**Exercise requirements**
Go through the entries below and copy each line containing the word "clicks".

**Given records**
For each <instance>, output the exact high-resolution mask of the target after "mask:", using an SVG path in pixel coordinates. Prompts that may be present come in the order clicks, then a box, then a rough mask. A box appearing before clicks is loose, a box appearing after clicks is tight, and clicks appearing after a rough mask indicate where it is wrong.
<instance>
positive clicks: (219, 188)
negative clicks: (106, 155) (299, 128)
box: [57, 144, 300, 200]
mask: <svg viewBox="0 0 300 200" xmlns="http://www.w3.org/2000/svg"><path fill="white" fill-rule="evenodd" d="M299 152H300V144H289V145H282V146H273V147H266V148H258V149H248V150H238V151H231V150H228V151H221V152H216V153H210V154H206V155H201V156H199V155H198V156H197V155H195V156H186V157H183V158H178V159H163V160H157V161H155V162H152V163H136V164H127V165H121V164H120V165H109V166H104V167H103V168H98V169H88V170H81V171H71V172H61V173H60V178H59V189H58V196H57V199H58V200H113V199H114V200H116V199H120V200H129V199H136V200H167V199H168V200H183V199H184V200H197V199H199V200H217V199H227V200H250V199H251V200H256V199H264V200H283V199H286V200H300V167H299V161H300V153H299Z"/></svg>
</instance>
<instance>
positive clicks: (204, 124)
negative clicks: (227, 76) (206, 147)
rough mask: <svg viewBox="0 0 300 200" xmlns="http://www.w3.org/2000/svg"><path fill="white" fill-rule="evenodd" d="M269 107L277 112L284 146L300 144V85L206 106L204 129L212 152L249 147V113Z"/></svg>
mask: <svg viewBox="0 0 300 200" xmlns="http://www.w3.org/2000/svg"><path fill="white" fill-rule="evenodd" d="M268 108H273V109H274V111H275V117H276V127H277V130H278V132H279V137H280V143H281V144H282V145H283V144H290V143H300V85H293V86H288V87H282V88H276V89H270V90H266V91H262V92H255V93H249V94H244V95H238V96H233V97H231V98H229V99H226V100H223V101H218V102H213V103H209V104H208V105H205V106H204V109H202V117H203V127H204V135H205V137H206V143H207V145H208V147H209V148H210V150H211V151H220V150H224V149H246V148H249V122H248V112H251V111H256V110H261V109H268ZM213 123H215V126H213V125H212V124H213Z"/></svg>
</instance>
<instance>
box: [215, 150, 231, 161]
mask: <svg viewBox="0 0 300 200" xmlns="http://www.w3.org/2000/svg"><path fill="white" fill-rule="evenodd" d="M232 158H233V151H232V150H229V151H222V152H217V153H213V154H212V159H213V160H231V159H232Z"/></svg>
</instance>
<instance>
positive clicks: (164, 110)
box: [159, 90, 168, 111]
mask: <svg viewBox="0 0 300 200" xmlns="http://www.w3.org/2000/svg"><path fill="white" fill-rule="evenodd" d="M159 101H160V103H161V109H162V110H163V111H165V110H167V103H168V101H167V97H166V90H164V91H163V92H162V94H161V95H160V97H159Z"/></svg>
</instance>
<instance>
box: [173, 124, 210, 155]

**Output below**
For each <instance>, output the exact high-resolution mask of the target after "mask:", using an SVG path in pixel coordinates. Prompts that may be present come in the order clicks, then a box, then a rough mask. A box appearing before clicks is loose, a box appearing after clicks is tight, and clicks appearing after a rough mask indicate where it is wrong.
positive clicks: (219, 188)
negative clicks: (106, 155) (299, 128)
positive clicks: (204, 124)
negative clicks: (227, 76) (206, 147)
positive clicks: (164, 110)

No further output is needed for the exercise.